Task description ->
Transcribe the closing lines of the listing exactly, starting at the one that contains "# coordinates come" and including the last.

#####

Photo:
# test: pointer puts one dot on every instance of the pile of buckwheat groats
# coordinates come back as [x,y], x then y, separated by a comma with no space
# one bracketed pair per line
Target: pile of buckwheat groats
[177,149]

#####

Reply ->
# coordinates come back as [x,y], x then y, separated by a comma with no space
# one bracketed pair per line
Target: pile of buckwheat groats
[177,149]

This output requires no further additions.